GIVEN PASSAGE |
* * * * * * *

When Mike Pearlman brought the Mexican 1000 back five years ago, the vehicles had to be 20 years old to qualify for vintage status. To put this in context in 1990, “Baja” Bob Gordon won the Baja 1000 in a Chenowth buggy with a beam front axle and a six-cylinder engine. The date for NORRA’s “vintage” classification has been a rolling 20 years, so now vehicles from 1994 and older qualify for the vintage classes. In 1994 Jim Smith won the Baja 1000, ushering in the era of the Trophy Truck. The Herbst family even entered their famous Land Shark truggy in the vintage class at the Mexican 1000 this year. The Truggy was not raced after scattering an engine in testing, but the idea of the Land Shark being vintage when it is arguably still competitive at the highest levels of competition does raise some questions about what exactly is “vintage.”

This is not to say that all was lost. There are still plenty of guys who “get it.” People like Rory Ward, who restored Mickey Thompson’s Challenger IV. Or Rick Johnson who raced an Allerman sprint car this year in addition to the Rippin Rooster Bel-Air. Or Mark McMillin in the Macadu; the same car that he won three Baja 1000s in back in the ’80s. And there are guys building old cars and trucks to participate in the adventure, like Rene Aguirre’s beautiful Ford Galaxy and Mark Harber’s four-seat Suburban party wagon.

* * * * * * *

GIVEN TASK A | Show every line in the entries below that contains the word "white".

Data pulled from a collection
* * * * * * *

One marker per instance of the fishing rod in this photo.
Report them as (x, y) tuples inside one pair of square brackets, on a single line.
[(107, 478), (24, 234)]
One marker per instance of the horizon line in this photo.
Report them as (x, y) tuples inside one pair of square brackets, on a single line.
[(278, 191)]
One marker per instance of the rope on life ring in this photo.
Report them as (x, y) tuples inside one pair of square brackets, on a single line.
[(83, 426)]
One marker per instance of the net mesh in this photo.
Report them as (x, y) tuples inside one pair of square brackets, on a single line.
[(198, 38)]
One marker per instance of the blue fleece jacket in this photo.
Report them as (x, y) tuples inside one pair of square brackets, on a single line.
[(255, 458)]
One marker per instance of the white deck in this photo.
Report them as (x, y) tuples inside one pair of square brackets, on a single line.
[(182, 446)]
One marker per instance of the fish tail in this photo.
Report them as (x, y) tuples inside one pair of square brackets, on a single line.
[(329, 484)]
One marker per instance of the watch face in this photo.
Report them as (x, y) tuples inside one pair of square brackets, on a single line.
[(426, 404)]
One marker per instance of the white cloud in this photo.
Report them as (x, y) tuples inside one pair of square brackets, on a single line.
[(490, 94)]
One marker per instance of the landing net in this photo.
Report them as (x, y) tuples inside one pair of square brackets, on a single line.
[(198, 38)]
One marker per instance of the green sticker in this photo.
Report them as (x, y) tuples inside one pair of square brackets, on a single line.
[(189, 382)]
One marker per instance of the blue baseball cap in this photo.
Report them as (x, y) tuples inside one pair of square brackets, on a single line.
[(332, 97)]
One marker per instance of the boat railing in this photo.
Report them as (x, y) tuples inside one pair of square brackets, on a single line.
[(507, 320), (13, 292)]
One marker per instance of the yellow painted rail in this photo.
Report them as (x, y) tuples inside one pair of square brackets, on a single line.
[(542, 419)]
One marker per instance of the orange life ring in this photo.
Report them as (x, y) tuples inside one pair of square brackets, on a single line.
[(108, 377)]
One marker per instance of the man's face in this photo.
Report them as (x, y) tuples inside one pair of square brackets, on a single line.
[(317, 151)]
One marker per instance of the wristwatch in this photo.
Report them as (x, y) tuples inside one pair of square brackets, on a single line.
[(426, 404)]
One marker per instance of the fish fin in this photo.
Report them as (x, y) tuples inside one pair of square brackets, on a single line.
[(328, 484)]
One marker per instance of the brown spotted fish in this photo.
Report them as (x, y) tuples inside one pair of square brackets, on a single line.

* * * * * * *

GIVEN TASK B | From the passage on vintage off-road racing, translate this sentence into Spanish: "In 1994 Jim Smith won the Baja 1000, ushering in the era of the Trophy Truck."

EXERCISE ANSWER A |
One marker per instance of the white deck in this photo.
One marker per instance of the white cloud in this photo.

EXERCISE ANSWER B | En 1994, Jim Smith ganó la Baja 1000, dando inicio a la era del Trophy Truck.